### GIVEN TASK:
Beginning at the line with "Query: shingled roof", output each line to the end of the listing below exactly, please.

### SUPPLIED ENTRIES:
──────────
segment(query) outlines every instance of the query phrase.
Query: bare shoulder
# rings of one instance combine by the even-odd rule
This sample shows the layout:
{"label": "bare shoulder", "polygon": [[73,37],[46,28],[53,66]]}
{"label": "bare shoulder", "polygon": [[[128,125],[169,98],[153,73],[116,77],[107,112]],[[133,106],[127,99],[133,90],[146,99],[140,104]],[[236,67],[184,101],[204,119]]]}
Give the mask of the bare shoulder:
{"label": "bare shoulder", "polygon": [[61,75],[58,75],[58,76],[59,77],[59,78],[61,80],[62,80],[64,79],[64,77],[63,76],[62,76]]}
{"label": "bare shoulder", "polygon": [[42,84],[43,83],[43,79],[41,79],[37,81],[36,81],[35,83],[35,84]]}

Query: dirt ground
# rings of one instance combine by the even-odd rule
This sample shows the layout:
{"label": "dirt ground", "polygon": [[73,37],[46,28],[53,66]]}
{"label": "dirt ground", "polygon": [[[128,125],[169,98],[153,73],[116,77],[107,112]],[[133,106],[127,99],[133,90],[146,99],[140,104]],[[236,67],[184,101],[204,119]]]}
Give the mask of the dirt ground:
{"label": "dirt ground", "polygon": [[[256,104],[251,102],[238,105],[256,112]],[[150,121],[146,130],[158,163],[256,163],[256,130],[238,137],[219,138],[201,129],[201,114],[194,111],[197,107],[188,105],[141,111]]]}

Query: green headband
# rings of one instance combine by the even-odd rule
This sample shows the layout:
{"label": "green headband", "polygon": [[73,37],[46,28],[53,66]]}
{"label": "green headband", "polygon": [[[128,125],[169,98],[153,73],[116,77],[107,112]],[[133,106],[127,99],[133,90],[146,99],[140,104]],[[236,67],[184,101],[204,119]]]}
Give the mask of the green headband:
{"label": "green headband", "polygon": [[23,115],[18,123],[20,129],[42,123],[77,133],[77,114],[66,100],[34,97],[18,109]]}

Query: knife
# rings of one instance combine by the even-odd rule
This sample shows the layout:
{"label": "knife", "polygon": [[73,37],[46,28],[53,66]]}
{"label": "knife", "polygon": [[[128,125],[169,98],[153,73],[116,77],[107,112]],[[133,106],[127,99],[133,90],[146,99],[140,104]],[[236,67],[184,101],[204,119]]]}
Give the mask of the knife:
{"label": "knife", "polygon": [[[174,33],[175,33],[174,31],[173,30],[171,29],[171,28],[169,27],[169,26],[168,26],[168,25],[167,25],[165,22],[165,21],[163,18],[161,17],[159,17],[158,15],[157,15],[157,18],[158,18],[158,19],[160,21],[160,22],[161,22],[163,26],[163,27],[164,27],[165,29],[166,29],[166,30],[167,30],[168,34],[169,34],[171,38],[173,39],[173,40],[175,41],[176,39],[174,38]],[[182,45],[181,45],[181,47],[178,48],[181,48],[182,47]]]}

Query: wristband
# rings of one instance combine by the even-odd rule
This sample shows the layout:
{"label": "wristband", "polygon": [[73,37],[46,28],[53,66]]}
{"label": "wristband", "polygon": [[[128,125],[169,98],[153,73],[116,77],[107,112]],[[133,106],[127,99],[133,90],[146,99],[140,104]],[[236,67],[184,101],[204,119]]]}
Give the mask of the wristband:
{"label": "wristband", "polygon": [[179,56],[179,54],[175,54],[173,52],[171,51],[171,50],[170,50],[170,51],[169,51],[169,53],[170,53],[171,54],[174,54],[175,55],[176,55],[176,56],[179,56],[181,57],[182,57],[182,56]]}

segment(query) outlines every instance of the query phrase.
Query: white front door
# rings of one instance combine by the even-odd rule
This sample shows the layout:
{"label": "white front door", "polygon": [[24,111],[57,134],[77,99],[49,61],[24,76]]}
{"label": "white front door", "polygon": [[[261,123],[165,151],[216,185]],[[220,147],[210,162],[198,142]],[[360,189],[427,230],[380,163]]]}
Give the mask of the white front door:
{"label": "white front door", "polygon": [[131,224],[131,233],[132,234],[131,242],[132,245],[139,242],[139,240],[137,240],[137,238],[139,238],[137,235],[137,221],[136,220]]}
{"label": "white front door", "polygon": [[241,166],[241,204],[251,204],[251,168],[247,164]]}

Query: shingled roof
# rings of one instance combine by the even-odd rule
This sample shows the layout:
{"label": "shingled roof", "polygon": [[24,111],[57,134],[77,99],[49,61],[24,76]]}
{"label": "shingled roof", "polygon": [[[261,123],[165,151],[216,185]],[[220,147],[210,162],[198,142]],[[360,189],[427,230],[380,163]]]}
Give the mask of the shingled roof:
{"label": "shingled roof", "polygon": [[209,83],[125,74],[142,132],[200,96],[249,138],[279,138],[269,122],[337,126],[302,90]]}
──────────
### CORRECT OUTPUT:
Query: shingled roof
# rings of one instance combine by the even-odd rule
This sample shows the layout:
{"label": "shingled roof", "polygon": [[24,111],[57,134],[77,99],[49,61],[24,76]]}
{"label": "shingled roof", "polygon": [[[261,123],[165,151],[216,185]],[[220,147],[210,162],[198,142]],[[360,189],[427,230],[380,163]]]}
Give the mask of the shingled roof:
{"label": "shingled roof", "polygon": [[209,83],[125,74],[142,132],[200,96],[249,138],[279,138],[269,122],[337,126],[302,90]]}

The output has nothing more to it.